# Task requirements:
Give back the records that follow exactly, images excluded.

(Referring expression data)
____________________

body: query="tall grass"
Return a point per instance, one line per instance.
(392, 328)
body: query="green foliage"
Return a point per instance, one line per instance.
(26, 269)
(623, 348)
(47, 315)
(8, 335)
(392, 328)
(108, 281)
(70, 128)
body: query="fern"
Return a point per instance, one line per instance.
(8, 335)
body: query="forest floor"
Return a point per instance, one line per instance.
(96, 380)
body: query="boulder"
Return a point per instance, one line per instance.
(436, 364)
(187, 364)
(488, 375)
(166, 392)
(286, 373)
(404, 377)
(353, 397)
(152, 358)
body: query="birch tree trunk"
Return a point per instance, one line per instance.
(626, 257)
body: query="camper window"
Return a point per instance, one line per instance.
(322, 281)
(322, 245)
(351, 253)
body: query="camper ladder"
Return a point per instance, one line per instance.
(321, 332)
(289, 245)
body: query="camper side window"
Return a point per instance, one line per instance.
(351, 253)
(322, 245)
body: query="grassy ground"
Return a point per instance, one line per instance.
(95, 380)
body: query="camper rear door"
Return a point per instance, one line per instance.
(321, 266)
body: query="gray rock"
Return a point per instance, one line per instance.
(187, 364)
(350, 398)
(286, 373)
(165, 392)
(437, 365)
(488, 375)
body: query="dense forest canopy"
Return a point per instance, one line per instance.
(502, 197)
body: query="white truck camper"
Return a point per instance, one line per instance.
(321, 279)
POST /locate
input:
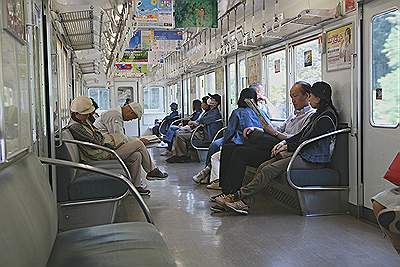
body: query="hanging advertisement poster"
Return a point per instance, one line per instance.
(14, 18)
(129, 70)
(254, 69)
(135, 56)
(196, 13)
(156, 40)
(339, 48)
(350, 6)
(154, 13)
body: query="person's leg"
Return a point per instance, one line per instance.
(213, 148)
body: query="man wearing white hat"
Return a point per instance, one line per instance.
(133, 152)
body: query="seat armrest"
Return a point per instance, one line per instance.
(119, 177)
(105, 149)
(295, 154)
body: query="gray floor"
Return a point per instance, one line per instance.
(268, 236)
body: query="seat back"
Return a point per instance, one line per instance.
(70, 152)
(28, 213)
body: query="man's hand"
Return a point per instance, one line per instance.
(144, 141)
(281, 146)
(248, 131)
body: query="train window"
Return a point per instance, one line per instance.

____________________

# Solution to the problem:
body: query="tall grass"
Return a point per instance, one line per instance.
(392, 328)
body: query="green foliage"
Return a point per instance, one line per instance.
(26, 269)
(623, 348)
(47, 315)
(8, 335)
(392, 328)
(108, 281)
(70, 128)
body: query="fern"
Return a point per instance, one line per instance.
(8, 335)
body: query="forest floor"
Return a point per instance, one line per instance.
(96, 380)
body: query="boulder"
Return a point per instance, one line per instance.
(436, 364)
(187, 364)
(488, 375)
(166, 392)
(286, 373)
(404, 377)
(353, 397)
(152, 358)
body: query="birch tree trunk"
Return a point per instance, one line per instance.
(626, 257)
body: query="camper window"
Return a point per instance, one line per instance.
(322, 281)
(322, 245)
(351, 253)
body: query="camper ladder"
Return a point per instance, one line per instance.
(321, 332)
(289, 245)
body: query="camper side window"
Return a point per instance, one line per instance.
(351, 253)
(322, 245)
body: query="grassy ground"
Return a point per instance, one line per instance.
(95, 380)
body: query="camper rear door"
Return a point per instance, one line per instance.
(321, 266)
body: query="gray rock"
Return a point per instance, one line per instance.
(187, 364)
(350, 398)
(286, 373)
(165, 392)
(437, 365)
(488, 375)
body: query="dense forest canopy"
Return a point per instance, one line per instance.
(502, 197)
body: query="white truck camper"
Return a point per instance, one line per instance.
(321, 279)
POST /locate
input:
body: query="hanging advertisement poster"
Return a point per instance, one line per instance.
(14, 18)
(129, 70)
(254, 69)
(135, 56)
(196, 13)
(156, 40)
(339, 48)
(350, 6)
(154, 13)
body: query="person's leg"
Return a point per instance, one line per instance.
(213, 148)
body: query="man wearing white hat"
Return a point per instance, one line per instance.
(133, 152)
body: query="seat armrest"
Return a point per instance, one line per instance.
(119, 177)
(105, 149)
(295, 154)
body: query="gray floor"
Return a point per instance, one line per instance.
(268, 236)
body: query="seat back"
Return a point per instance, one line per instance.
(70, 152)
(28, 213)
body: query="man's hand"
Return a point per instance, one line per instance.
(144, 141)
(281, 146)
(248, 131)
body: query="train window"
Return a point per instance, one line per instance.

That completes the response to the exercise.